GOAL: Please reproduce the listing below word for word, keeping every line in its original order.

Entries for locating named things:
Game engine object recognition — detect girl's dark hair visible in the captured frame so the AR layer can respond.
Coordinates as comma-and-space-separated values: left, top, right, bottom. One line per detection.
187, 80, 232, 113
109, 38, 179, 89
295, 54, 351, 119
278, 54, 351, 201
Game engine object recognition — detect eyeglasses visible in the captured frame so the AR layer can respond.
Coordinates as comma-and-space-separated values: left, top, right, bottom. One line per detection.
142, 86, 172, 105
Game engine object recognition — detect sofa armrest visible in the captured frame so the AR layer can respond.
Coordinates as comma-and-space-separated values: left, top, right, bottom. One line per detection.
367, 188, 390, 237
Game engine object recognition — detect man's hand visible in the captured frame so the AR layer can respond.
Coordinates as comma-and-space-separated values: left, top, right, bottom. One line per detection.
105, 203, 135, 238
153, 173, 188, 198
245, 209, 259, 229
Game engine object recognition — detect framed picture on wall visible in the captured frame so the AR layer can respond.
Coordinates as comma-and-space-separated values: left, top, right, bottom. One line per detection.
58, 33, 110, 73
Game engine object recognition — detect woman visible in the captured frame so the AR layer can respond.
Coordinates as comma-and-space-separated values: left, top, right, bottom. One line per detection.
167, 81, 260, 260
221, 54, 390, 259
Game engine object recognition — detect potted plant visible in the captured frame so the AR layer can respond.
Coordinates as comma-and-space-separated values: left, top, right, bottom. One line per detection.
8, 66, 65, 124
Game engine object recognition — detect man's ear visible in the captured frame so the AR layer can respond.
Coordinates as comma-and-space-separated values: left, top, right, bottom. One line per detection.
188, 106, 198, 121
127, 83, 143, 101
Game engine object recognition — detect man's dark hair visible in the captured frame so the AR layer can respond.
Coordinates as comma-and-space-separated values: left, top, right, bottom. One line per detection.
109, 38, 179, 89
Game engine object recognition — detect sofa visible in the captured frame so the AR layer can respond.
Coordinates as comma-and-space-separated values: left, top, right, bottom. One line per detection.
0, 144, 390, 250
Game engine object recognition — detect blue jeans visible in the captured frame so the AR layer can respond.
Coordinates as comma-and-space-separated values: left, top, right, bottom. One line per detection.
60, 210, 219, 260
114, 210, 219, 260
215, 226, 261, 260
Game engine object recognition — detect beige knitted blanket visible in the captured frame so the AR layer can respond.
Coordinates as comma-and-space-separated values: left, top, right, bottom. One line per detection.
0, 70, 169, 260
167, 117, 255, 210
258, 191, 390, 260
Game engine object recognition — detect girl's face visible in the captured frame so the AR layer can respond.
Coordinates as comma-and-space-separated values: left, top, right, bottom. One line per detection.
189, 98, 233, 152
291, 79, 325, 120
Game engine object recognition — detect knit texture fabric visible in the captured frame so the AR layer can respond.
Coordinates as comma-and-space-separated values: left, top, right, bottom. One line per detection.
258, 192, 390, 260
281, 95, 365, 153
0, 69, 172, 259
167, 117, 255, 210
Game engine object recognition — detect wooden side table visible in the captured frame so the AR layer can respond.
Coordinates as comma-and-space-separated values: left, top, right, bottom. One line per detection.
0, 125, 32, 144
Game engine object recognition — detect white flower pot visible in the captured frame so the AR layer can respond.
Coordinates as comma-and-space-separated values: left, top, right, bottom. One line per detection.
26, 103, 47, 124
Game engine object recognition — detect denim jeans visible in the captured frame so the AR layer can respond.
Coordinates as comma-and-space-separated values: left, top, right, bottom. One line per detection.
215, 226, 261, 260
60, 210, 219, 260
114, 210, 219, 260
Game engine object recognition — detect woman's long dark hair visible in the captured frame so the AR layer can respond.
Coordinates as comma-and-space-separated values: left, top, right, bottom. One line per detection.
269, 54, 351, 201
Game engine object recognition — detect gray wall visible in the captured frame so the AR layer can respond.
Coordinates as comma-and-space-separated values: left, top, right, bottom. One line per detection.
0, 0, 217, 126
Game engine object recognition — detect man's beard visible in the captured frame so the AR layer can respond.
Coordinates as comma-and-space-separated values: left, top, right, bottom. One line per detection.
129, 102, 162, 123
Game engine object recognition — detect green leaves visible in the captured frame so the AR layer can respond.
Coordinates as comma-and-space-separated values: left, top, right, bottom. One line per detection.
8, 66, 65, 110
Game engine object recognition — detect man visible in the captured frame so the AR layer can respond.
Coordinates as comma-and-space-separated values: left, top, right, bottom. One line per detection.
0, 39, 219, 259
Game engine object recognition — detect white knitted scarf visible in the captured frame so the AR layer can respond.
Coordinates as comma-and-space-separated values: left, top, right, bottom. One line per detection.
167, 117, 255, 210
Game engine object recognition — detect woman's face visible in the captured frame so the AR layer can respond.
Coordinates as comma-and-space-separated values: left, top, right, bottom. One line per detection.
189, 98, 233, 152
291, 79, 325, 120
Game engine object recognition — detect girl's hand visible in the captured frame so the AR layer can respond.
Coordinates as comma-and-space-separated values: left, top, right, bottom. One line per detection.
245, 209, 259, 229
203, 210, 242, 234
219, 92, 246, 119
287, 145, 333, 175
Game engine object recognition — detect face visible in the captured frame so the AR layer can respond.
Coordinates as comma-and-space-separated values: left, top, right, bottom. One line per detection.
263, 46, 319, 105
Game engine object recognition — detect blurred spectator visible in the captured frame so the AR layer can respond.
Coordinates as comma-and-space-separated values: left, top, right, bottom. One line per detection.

OUTPUT FOR THIS EXERCISE:
Game engine object recognition — detect girl's dark hair visible in the captured frame so the AR layer can respond.
Coordinates as comma-and-space-separated values: left, top, right, bottom. One line per detection.
187, 80, 232, 113
109, 38, 179, 89
295, 54, 351, 119
278, 54, 351, 201
Game engine object recognition — detect eyeglasses visible in the captured frame so the AR layer can respond.
Coordinates as comma-and-space-separated values: left, top, right, bottom. One line per detection.
142, 86, 172, 105
Game engine object recognition — detect sofa armrest visible in the captured frame so the AR layer can respond.
Coordinates as comma-and-space-separated values: left, top, right, bottom. One line per detection.
367, 188, 390, 237
Game engine object recognition — detect man's hand visible in the captured frame so the AR layer can respond.
Coordinates as comma-and-space-separated values: left, top, right, bottom. One line per detection.
105, 203, 135, 238
153, 173, 188, 198
245, 209, 259, 229
Game engine object recognition — detect framed picture on wall visible in the captured frame so the AR layer can respond.
Coordinates as comma-and-space-separated values: left, top, right, bottom. One line per detection.
58, 33, 110, 73
Game engine object recognition — detect woman visible in the captured frame so the AR layer can respond.
Coordinates as comma-and-space-separated values: left, top, right, bottom. One line per detection.
167, 81, 260, 260
221, 54, 390, 259
Game engine object recognition — detect potted plant visible in the captured frame so the AR layer can respond.
Coordinates as comma-and-space-separated values: left, top, right, bottom. One line per detection.
8, 66, 65, 124
Game engine object recognition — detect man's ear visible in the captured frame so the AR layer can respond.
Coordinates as comma-and-space-separated values: left, top, right, bottom. One line per detection.
188, 106, 198, 121
127, 83, 143, 101
Game engine object recognition — detect man's dark hair visible in the captured frame so the AR layer can respond.
Coordinates as comma-and-space-separated values: left, top, right, bottom. One line per detection.
109, 38, 179, 89
Game engine object recognition — detect sofa visible in the captured frame so the AR layer can respond.
Coordinates as comma-and-space-separated values: left, top, right, bottom. One line per detection.
0, 144, 390, 250
Game engine object recognition — detect blue jeans visible in the captured frame so the AR layer can respond.
Coordinates as comma-and-space-separated values: left, top, right, bottom. One line per detection.
60, 210, 219, 260
114, 210, 219, 260
215, 226, 261, 260
Game engine object recognition — detect beige knitted blanket visible in the captured frame so the AR layer can respond.
Coordinates as comma-and-space-separated values: left, top, right, bottom. One line per detection.
0, 70, 169, 260
167, 117, 255, 210
258, 191, 390, 260
Game engine object recognition — detect girl's face visible in the captured frame so the AR layer can respond.
Coordinates as comma-and-space-separated values: left, top, right, bottom. One line per detection.
189, 98, 233, 152
291, 79, 325, 120
Game engine object recognition — detect knit texture fabric visible in the captured frame so the AR layer can respond.
Coordinates as comma-and-space-separated values: left, top, right, bottom. One line per detection.
258, 192, 390, 260
281, 95, 365, 153
0, 69, 172, 259
167, 117, 255, 210
Game engine object recognition — detect wooden side table visible in the captured frame so the AR layer can respond.
Coordinates as comma-and-space-separated values: left, top, right, bottom. One line per detection.
0, 125, 32, 144
Game engine object recognition — detect white flower pot visible in the captured frame so the AR layer can respond.
Coordinates as comma-and-space-separated values: left, top, right, bottom. One line per detection.
26, 103, 47, 124
Game engine object recognition — detect denim jeans visible in the captured frame so the AR layer can respond.
Coordinates as comma-and-space-separated values: left, top, right, bottom. One line per detection.
215, 226, 261, 260
60, 210, 219, 260
114, 210, 219, 260
Game engine object recognition — detect woman's long dark hair visible in the captured frame so the AR layer can respond.
Coordinates as comma-and-space-separated values: left, top, right, bottom. One line per detection.
269, 54, 351, 201
Game engine object recognition — detect gray wall visible in the captured frame so the AR layer can respond.
Coordinates as comma-and-space-separated values: left, top, right, bottom. One line per detection.
0, 0, 217, 126
Game engine object recognition — detect man's beard visible in the captured frame so the AR layer can respond.
Coordinates as comma-and-space-separated values: left, top, right, bottom. One line per detection.
129, 102, 162, 123
Game engine object recognition — detect green leaves visible in the captured frame so the AR layer can respond.
Coordinates as comma-and-space-separated values: left, top, right, bottom. One line per detection.
8, 66, 65, 110
Game engine object recognition — detect man visible in the captured frame so the AR layer can respond.
Coordinates as comma-and-space-separated values: left, top, right, bottom. One line per detection.
0, 39, 219, 259
Game engine object recognition — detect white knitted scarf visible in the captured frame so the AR layer can respond.
Coordinates as comma-and-space-separated values: left, top, right, bottom. One line per detection.
167, 117, 255, 210
Game engine object recognition — detect woman's face visible in the captured frame so the AR layer can respond.
Coordinates as comma-and-space-separated values: left, top, right, bottom. One line per detection.
189, 98, 233, 152
291, 79, 325, 120
Game engine object recognition — detect girl's hand visible in the captured frame so the AR layer can respond.
Coordinates as comma-and-space-separated values: left, top, right, bottom. One line per detection.
245, 209, 259, 229
203, 210, 242, 234
219, 92, 246, 119
287, 145, 333, 175
Game engine object recognition — detect face visible in the captured frame so the AR layer can respond.
Coordinates as comma-and-space-separated values: left, top, right, bottom. One line per detection.
263, 46, 319, 105
Game engine object recognition — detect blurred spectator visible in the captured frame so the AR layer can respond.
Coordinates as comma-and-space-separated values: left, top, right, bottom. One line per detection.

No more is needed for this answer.